(Source text Opens)

Undercurrents: Crisis Care Gives Kids Shelter from the Storm

A regular Source feature, Undercurrents explores issues, ideas and events as they develop beneath the surface in the Virgin Islands community.

Often it starts with a phone call – maybe directly to the Department of Human Services or maybe to the police who route it to DHS. The caller may or may not identify himself.

What’s important is that he or she is reporting what looks like the abuse or neglect of a child. A toddler was left alone for several hours in the apartment next door; a young child has unexplained bruising; a student regularly comes to school in filthy clothes and is habitually disorientated, fatigued and afraid.

Once that call comes in, Human Services has 24 hours to investigate the situation and to determine whether there is actually a problem that warrants intervention.

If there is a problem, DHS social workers first look close to home for a solution. Less severe situations may call for intense counseling and follow up with the custodial parent (most often the mother.) But if the children need to be separated from the custodial parent, the noncustodial parent may be able to step in. Or perhaps the grandmother. Or an aunt.

In a few cases, a parent will voluntarily place a child with Human Services because the parent is unable or unwilling to provide the care needed.

The court oversees placement and appoints an attorney to represent each child, as well as an attorney to represent the parent. Human Services and the attorneys report periodically to the court and DHS must show that it did what it could to offer parenting support that would allow the child to stay in the home, and that DHS can provide proper placement outside that home.

“The onus is on us,” said Janet Turnbull-Krigger, head of Foster Care and Adoptive Services at DHS.

Meanwhile Human Services tries to keep children with relatives – if there are relatives both willing and able to care for them, Turnbull-Krigger said.

“It’s always about connecting them with their family,” she said.

(Source text Closes)
(Exercise data Opens)

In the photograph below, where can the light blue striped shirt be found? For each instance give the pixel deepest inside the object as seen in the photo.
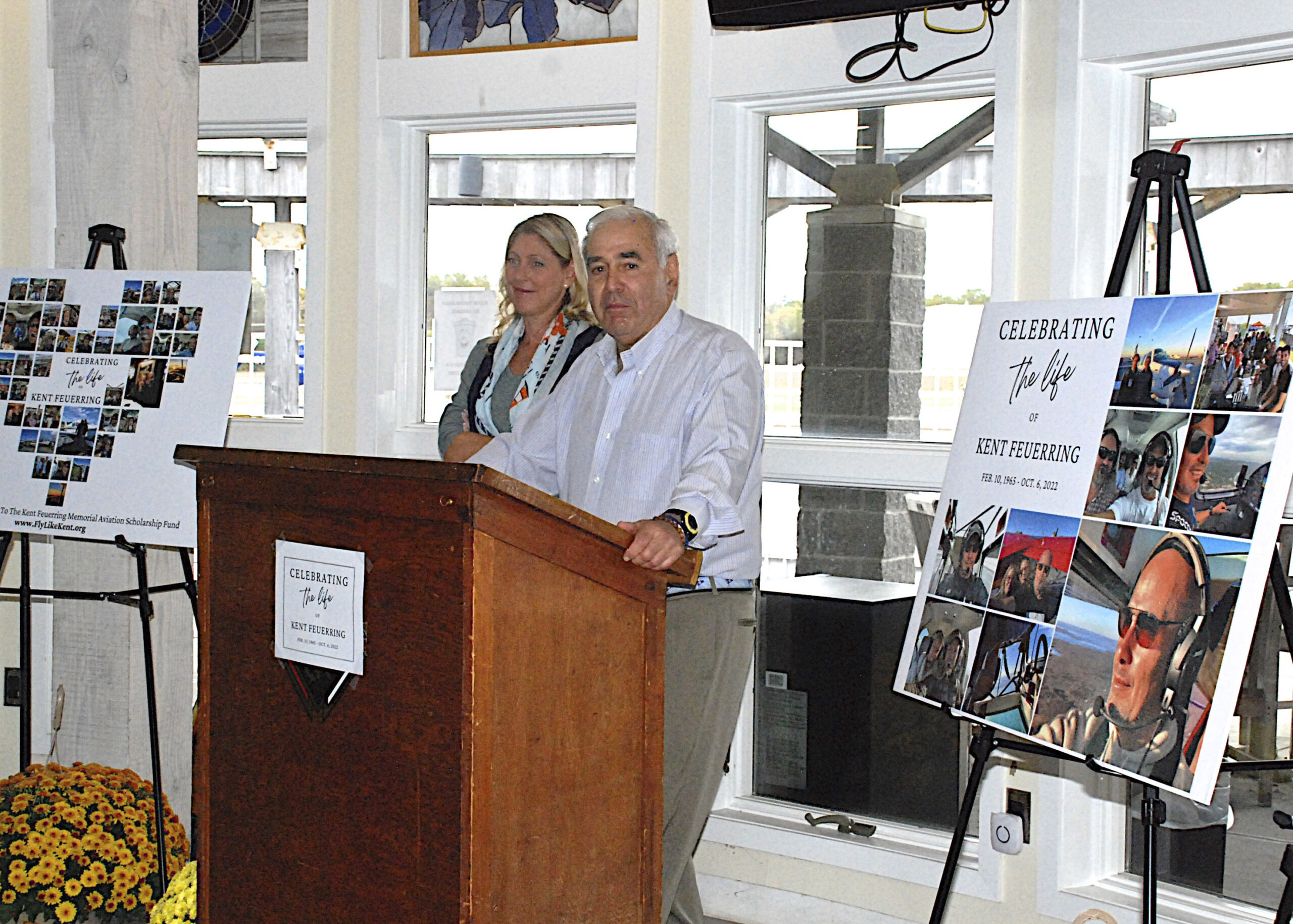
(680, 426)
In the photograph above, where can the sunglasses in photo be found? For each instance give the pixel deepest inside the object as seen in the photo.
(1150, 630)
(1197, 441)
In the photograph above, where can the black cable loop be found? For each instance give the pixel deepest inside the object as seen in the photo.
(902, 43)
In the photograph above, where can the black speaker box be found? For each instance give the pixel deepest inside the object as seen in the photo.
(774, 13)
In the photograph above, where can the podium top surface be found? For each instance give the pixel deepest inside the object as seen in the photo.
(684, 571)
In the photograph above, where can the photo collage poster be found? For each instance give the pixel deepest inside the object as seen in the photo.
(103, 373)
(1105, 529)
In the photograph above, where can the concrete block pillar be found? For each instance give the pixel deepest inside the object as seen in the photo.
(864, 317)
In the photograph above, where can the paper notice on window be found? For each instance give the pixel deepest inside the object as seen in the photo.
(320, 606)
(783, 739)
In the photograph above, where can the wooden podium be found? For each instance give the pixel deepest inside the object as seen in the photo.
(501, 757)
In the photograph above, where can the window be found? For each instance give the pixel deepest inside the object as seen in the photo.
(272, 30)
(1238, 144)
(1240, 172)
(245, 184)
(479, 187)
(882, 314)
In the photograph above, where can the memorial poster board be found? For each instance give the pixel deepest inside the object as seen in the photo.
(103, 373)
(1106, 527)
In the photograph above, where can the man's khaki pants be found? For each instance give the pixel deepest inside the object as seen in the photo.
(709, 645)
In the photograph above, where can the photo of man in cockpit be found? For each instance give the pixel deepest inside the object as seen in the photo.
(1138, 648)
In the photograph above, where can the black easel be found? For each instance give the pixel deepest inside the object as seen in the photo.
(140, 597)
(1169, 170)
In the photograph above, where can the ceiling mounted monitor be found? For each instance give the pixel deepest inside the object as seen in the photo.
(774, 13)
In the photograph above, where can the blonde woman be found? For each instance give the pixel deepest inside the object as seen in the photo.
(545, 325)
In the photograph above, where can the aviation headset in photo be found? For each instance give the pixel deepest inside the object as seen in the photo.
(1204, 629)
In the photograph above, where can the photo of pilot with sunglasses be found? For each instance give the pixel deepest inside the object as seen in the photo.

(Exercise data Closes)

List of tasks:
A - Reproduce the crisis care article from "Often it starts" to "that warrants intervention.", inclusive.
B - List each example situation the crisis care article gives of what a caller might report as the abuse or neglect of a child.

Solution set:
A -
Often it starts with a phone call – maybe directly to the Department of Human Services or maybe to the police who route it to DHS. The caller may or may not identify himself.

What’s important is that he or she is reporting what looks like the abuse or neglect of a child. A toddler was left alone for several hours in the apartment next door; a young child has unexplained bruising; a student regularly comes to school in filthy clothes and is habitually disorientated, fatigued and afraid.

Once that call comes in, Human Services has 24 hours to investigate the situation and to determine whether there is actually a problem that warrants intervention.

B -
- A toddler was left alone for several hours in the apartment next door.
- A young child has unexplained bruising.
- A student regularly comes to school in filthy clothes and is habitually disorientated, fatigued and afraid.